--- start Information supplied ---

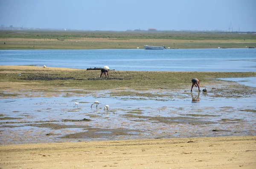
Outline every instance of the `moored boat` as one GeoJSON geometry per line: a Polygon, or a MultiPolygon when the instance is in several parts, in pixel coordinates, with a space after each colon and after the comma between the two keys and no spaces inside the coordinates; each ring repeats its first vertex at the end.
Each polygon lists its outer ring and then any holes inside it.
{"type": "Polygon", "coordinates": [[[164,45],[163,45],[163,46],[154,46],[144,45],[144,48],[145,49],[166,49],[166,48],[164,46],[164,45]]]}

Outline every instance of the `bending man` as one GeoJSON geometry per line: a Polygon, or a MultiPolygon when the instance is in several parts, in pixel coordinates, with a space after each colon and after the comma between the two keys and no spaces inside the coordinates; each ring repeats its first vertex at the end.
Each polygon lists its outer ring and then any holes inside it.
{"type": "Polygon", "coordinates": [[[191,86],[191,91],[192,92],[192,89],[193,89],[193,87],[194,87],[194,85],[195,86],[195,87],[198,87],[198,91],[199,92],[201,92],[201,91],[200,90],[200,80],[199,80],[198,79],[192,79],[192,80],[191,80],[191,81],[192,82],[192,86],[191,86]]]}

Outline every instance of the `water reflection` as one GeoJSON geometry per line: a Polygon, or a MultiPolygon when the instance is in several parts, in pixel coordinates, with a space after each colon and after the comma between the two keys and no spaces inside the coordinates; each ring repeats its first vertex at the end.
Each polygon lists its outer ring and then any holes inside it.
{"type": "Polygon", "coordinates": [[[197,96],[193,96],[193,93],[191,92],[191,96],[192,97],[192,102],[198,102],[200,100],[200,92],[198,92],[198,95],[197,96]]]}

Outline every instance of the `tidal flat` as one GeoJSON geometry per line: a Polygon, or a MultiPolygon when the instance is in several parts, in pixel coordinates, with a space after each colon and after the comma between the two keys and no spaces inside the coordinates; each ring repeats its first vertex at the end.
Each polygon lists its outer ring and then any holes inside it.
{"type": "Polygon", "coordinates": [[[113,71],[107,78],[36,66],[0,71],[2,144],[256,134],[256,88],[218,79],[255,72],[113,71]],[[191,92],[191,77],[207,92],[191,92]]]}

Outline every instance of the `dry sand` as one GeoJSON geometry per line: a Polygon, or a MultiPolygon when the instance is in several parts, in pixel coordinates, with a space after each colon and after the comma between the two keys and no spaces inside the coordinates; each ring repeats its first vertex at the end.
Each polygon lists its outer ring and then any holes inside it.
{"type": "Polygon", "coordinates": [[[0,146],[3,169],[255,169],[256,136],[0,146]]]}

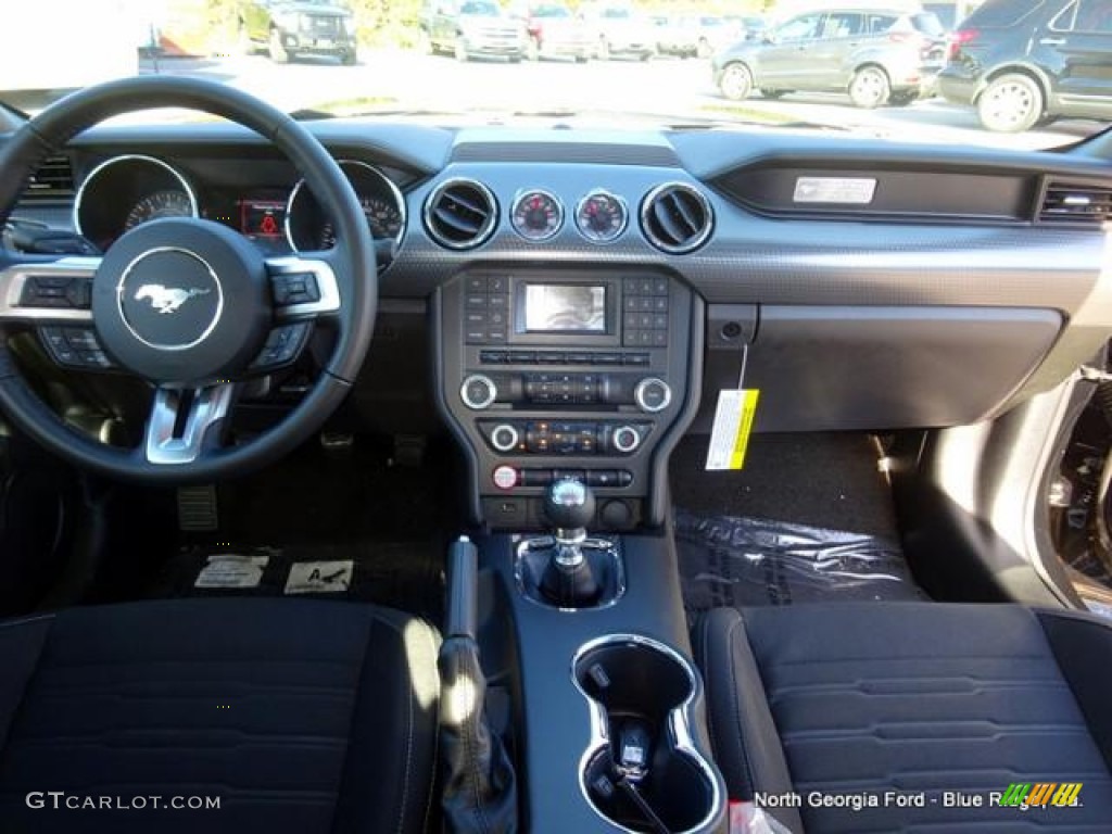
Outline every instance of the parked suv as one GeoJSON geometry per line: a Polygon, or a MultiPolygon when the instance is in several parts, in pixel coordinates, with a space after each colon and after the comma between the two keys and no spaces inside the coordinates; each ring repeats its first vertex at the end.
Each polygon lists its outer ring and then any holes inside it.
{"type": "Polygon", "coordinates": [[[583,62],[590,58],[594,46],[590,32],[586,23],[564,3],[525,3],[512,13],[525,21],[529,38],[526,49],[530,60],[574,58],[583,62]]]}
{"type": "Polygon", "coordinates": [[[460,61],[484,56],[516,62],[525,54],[524,21],[496,0],[428,0],[420,26],[428,51],[450,52],[460,61]]]}
{"type": "Polygon", "coordinates": [[[714,80],[728,99],[761,90],[844,90],[857,107],[906,105],[933,91],[945,36],[930,12],[835,9],[788,18],[759,41],[715,56],[714,80]]]}
{"type": "Polygon", "coordinates": [[[939,91],[989,130],[1112,118],[1112,2],[987,0],[954,32],[939,91]]]}
{"type": "Polygon", "coordinates": [[[645,61],[656,53],[656,26],[632,7],[605,6],[586,13],[599,59],[631,57],[645,61]]]}
{"type": "Polygon", "coordinates": [[[240,37],[265,47],[271,60],[286,63],[300,54],[332,56],[355,63],[351,12],[332,0],[245,0],[239,7],[240,37]]]}

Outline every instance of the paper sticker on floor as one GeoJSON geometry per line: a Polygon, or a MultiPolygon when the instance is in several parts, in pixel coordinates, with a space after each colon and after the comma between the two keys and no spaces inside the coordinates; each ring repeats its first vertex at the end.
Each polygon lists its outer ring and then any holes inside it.
{"type": "Polygon", "coordinates": [[[295,562],[286,580],[287,594],[337,594],[351,587],[354,562],[295,562]]]}
{"type": "Polygon", "coordinates": [[[269,556],[215,553],[197,575],[197,588],[257,588],[269,556]]]}

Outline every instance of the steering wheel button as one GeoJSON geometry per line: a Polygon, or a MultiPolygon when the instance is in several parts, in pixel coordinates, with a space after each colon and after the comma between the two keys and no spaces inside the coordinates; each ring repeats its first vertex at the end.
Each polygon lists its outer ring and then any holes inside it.
{"type": "Polygon", "coordinates": [[[513,466],[499,466],[494,470],[494,485],[499,489],[513,489],[517,479],[517,469],[513,466]]]}
{"type": "Polygon", "coordinates": [[[66,300],[70,307],[88,309],[92,304],[92,281],[75,278],[66,288],[66,300]]]}
{"type": "Polygon", "coordinates": [[[90,368],[112,367],[111,359],[106,356],[103,350],[80,350],[78,351],[78,356],[81,358],[81,364],[90,368]]]}

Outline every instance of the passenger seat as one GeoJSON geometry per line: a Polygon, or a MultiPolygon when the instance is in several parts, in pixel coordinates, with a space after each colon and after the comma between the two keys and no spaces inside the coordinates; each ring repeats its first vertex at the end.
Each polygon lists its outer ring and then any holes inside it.
{"type": "MultiPolygon", "coordinates": [[[[732,801],[792,832],[1112,831],[1112,627],[1011,605],[717,609],[694,624],[732,801]],[[1073,806],[1000,804],[1081,783],[1073,806]],[[872,797],[872,798],[870,798],[872,797]]],[[[1063,796],[1068,797],[1068,792],[1063,796]]]]}

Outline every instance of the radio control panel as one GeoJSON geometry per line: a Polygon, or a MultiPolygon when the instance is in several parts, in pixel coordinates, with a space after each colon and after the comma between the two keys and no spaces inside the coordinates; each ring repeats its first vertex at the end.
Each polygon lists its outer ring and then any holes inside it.
{"type": "Polygon", "coordinates": [[[560,473],[595,487],[609,527],[643,520],[688,398],[695,308],[683,282],[639,270],[476,270],[441,287],[440,405],[466,443],[476,520],[543,524],[560,473]]]}

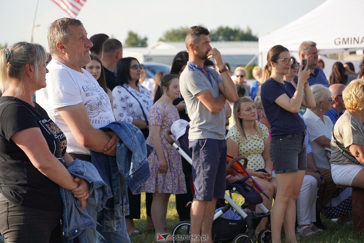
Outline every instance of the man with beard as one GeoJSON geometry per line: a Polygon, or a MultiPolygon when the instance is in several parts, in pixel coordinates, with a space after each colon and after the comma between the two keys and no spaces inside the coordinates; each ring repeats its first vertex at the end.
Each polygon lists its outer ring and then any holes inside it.
{"type": "MultiPolygon", "coordinates": [[[[298,52],[301,60],[302,58],[307,59],[307,67],[311,72],[310,77],[307,79],[310,86],[318,83],[328,87],[329,85],[324,71],[317,67],[318,55],[316,43],[312,41],[302,42],[300,46],[298,52]]],[[[297,77],[294,78],[294,81],[297,83],[297,77]]]]}
{"type": "Polygon", "coordinates": [[[225,195],[226,145],[225,141],[225,101],[235,102],[238,95],[221,54],[210,46],[207,30],[193,26],[185,43],[189,53],[187,66],[180,77],[181,94],[191,119],[189,140],[192,149],[192,173],[195,195],[191,209],[191,243],[212,243],[211,229],[217,198],[225,195]],[[219,68],[203,65],[212,58],[219,68]],[[200,235],[201,233],[201,235],[200,235]]]}

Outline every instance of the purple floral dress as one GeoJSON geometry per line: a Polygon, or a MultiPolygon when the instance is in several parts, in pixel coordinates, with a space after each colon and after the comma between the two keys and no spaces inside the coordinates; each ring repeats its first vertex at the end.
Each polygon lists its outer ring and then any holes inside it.
{"type": "MultiPolygon", "coordinates": [[[[179,119],[175,107],[169,107],[157,101],[149,111],[149,125],[161,126],[159,136],[162,141],[164,157],[167,164],[167,171],[158,172],[158,156],[153,151],[148,158],[150,177],[144,184],[147,192],[170,193],[181,194],[186,193],[185,175],[182,169],[181,156],[177,150],[166,140],[163,134],[170,129],[173,122],[179,119]]],[[[147,143],[152,144],[151,134],[147,138],[147,143]]]]}

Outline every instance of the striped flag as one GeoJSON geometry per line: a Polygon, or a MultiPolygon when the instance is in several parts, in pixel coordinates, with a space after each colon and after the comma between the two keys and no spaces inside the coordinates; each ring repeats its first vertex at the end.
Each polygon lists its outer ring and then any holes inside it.
{"type": "Polygon", "coordinates": [[[86,0],[51,0],[66,11],[72,19],[75,19],[86,0]]]}

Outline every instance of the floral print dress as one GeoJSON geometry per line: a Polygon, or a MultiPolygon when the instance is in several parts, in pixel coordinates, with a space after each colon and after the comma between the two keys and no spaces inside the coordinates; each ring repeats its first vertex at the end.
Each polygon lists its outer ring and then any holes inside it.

--- end Information supplied ---

Please rewrite the records from the line holding "Outline every instance of the striped" through the end of the records, inclusive, with every pixel coordinate in the answers offset by -129 and everything else left unchanged.

Outline every instance of the striped flag as one GeoJSON geometry per line: a Polygon, or a MultiPolygon when the instance is in several parts, in pixel coordinates, with a space after each colon and after the comma between the two keys and no spaces inside the coordinates; each ring repeats its first vertex at the end.
Each polygon lists its outer ring and then any holes inside it.
{"type": "Polygon", "coordinates": [[[-43,-129],[-78,-129],[-63,-118],[-57,-110],[-54,-110],[-43,-129]]]}

Outline every instance of the floral print dress as one GeoJSON geometry per line: a Polygon, or a MultiPolygon when the instance is in several parts, in pixel coordinates, with a space after each colon and after the comma between the two keys and no spaces inside the coordinates; each ring repeats its first vertex at the end.
Each polygon lists its outer ring and then any holes inside it.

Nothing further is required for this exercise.